#### [Records to use]
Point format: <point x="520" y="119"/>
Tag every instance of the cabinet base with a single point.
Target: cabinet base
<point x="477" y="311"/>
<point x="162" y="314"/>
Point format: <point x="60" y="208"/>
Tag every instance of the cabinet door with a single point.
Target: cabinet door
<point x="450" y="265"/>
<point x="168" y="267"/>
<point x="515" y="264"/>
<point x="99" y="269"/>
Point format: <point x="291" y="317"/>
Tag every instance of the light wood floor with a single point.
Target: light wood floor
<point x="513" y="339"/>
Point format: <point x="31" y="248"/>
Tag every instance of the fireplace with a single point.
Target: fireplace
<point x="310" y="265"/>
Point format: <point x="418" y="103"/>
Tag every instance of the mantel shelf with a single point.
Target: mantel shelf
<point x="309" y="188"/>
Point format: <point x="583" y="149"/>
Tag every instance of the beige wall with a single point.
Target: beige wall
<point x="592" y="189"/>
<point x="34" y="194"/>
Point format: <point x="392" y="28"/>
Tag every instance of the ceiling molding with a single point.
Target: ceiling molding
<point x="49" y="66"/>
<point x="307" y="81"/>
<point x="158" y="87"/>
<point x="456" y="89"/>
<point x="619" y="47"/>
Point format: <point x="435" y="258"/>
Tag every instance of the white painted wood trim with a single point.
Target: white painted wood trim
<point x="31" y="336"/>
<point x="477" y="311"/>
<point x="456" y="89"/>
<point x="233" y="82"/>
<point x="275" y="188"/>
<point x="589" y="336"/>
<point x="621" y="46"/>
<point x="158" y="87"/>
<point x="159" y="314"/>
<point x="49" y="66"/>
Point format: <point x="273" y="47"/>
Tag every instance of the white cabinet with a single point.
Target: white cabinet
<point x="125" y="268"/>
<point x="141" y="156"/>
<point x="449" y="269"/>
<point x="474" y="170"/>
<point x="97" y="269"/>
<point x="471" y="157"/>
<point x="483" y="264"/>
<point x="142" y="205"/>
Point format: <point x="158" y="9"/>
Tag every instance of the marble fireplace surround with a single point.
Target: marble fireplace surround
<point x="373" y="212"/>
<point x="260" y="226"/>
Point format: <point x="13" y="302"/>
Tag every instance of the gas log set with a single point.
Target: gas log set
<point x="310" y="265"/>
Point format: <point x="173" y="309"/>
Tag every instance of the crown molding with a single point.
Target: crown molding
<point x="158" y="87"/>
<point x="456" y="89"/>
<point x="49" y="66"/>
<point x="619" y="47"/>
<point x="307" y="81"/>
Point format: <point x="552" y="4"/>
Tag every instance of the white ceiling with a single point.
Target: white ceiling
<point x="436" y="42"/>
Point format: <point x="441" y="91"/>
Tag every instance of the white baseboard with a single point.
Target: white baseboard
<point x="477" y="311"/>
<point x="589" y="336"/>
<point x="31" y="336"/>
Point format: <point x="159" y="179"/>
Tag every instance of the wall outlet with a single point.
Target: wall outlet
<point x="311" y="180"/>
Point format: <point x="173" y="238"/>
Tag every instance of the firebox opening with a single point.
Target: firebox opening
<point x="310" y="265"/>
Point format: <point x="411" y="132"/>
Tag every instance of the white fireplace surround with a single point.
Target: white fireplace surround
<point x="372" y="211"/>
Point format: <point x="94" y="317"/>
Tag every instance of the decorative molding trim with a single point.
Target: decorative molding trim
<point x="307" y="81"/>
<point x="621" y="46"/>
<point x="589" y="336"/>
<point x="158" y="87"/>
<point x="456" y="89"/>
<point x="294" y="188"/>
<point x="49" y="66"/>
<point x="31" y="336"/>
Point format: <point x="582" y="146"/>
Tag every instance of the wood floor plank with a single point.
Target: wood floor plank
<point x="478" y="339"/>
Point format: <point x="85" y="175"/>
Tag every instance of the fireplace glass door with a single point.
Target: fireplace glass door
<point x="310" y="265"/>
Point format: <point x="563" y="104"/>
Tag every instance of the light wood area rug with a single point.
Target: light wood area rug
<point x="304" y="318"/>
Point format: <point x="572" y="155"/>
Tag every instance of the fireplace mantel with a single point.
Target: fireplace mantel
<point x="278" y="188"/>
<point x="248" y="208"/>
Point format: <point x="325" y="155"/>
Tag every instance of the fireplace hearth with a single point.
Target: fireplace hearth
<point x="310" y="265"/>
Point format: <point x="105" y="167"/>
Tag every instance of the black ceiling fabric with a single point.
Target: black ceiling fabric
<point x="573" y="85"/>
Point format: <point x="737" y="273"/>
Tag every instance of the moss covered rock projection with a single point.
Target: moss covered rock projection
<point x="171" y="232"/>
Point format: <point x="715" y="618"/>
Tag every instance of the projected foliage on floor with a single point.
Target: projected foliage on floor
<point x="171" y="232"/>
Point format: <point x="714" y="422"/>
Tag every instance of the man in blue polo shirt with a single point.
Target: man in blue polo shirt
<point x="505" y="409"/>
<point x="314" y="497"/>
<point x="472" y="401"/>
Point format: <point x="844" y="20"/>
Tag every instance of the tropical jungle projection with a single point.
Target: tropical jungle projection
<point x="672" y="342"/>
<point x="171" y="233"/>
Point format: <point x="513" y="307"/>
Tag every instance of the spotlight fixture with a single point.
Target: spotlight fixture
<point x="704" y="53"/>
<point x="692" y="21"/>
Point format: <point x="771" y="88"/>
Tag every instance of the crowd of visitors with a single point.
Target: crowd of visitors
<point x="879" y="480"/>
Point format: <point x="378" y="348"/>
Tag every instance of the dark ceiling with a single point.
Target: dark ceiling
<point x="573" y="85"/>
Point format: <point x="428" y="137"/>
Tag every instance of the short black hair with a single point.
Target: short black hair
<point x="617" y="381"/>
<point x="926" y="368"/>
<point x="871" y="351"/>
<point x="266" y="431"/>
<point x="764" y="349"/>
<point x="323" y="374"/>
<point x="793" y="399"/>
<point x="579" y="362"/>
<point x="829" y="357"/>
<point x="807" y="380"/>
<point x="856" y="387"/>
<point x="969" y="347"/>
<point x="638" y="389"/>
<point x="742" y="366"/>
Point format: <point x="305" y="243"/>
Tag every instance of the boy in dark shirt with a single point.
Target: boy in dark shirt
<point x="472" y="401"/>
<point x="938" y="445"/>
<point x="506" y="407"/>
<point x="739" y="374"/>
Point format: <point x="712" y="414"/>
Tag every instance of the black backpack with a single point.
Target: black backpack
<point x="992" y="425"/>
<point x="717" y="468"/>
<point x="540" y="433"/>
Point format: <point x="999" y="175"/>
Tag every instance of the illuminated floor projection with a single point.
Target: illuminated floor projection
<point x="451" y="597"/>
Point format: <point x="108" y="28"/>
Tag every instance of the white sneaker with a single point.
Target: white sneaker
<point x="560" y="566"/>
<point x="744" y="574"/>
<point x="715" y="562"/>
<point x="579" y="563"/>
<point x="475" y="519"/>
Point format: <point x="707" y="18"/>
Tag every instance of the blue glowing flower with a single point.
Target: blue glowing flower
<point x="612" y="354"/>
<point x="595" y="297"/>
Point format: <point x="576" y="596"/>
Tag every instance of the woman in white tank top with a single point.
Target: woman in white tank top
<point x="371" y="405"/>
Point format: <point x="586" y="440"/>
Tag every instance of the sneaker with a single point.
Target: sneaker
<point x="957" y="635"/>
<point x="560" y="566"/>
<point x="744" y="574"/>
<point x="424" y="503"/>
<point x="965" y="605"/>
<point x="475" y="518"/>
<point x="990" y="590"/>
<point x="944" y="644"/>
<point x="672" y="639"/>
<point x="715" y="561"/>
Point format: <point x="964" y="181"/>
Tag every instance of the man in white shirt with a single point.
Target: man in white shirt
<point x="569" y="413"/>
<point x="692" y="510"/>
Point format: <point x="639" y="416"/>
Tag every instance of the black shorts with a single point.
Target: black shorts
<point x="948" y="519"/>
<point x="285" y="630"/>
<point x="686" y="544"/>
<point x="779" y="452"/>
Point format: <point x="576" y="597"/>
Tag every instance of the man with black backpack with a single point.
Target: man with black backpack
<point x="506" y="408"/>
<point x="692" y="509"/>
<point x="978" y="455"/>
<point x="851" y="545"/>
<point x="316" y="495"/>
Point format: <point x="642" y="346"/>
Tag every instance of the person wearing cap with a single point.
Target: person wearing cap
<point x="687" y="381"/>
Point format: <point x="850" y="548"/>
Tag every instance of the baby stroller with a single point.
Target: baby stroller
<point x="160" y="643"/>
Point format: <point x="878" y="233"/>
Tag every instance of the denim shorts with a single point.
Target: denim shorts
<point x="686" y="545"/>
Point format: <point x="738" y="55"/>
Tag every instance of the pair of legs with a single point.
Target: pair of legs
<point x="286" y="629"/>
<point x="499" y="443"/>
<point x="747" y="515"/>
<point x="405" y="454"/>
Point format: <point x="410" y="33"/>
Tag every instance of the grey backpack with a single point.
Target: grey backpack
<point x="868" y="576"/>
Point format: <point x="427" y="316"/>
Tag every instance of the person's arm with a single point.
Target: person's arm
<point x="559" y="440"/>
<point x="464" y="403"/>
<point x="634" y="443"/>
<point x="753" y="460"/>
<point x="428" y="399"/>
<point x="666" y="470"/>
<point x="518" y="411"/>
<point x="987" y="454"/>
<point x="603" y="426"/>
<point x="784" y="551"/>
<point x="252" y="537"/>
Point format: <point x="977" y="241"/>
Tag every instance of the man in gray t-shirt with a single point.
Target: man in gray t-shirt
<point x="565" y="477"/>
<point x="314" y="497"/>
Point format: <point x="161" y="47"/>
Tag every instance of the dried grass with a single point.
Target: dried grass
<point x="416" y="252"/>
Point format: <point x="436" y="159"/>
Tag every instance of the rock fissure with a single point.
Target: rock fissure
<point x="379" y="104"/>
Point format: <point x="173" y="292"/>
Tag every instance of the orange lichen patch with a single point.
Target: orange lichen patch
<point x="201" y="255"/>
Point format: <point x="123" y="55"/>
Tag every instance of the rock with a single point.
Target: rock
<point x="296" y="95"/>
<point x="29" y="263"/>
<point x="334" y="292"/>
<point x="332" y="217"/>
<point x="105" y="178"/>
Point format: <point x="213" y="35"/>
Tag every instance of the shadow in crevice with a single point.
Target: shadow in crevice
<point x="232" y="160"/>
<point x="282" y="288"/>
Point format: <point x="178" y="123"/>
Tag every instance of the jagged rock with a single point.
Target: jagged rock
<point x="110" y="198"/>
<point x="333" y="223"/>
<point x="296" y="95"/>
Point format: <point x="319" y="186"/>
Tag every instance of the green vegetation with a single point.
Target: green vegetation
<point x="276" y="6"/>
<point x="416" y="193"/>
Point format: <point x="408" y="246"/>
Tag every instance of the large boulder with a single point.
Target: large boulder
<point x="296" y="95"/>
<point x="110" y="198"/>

#### [Activity]
Please reproduce, exactly as they appear above, the lines from the line containing "Target: mantel shelf" up to and including the line containing "Tag every instance of the crown".

#### [Written solution]
Target: mantel shelf
<point x="309" y="188"/>
Point format: <point x="583" y="149"/>
Tag every instance of the beige wall with a single point.
Target: beige wall
<point x="592" y="189"/>
<point x="34" y="194"/>
Point format: <point x="392" y="28"/>
Tag every instance of the ceiling molding with a single point.
Target: ceiling molding
<point x="49" y="66"/>
<point x="307" y="81"/>
<point x="158" y="87"/>
<point x="456" y="89"/>
<point x="619" y="47"/>
Point format: <point x="435" y="258"/>
Tag every instance of the white painted wood trim with a single point.
Target: white painted wood trim
<point x="31" y="336"/>
<point x="477" y="311"/>
<point x="456" y="89"/>
<point x="233" y="82"/>
<point x="275" y="188"/>
<point x="589" y="336"/>
<point x="621" y="46"/>
<point x="158" y="87"/>
<point x="159" y="314"/>
<point x="49" y="66"/>
Point format: <point x="273" y="47"/>
Tag every instance of the white cabinet with a single point.
Target: white cabinet
<point x="125" y="268"/>
<point x="141" y="156"/>
<point x="449" y="269"/>
<point x="474" y="170"/>
<point x="97" y="269"/>
<point x="471" y="157"/>
<point x="483" y="264"/>
<point x="142" y="205"/>
Point format: <point x="158" y="9"/>
Tag every instance of the marble fireplace surround with a single point.
Target: marble fireplace surround
<point x="373" y="212"/>
<point x="260" y="226"/>
Point format: <point x="13" y="302"/>
Tag every instance of the gas log set with a single point.
Target: gas log set
<point x="310" y="265"/>
Point format: <point x="173" y="309"/>
Tag every instance of the crown molding with a single point.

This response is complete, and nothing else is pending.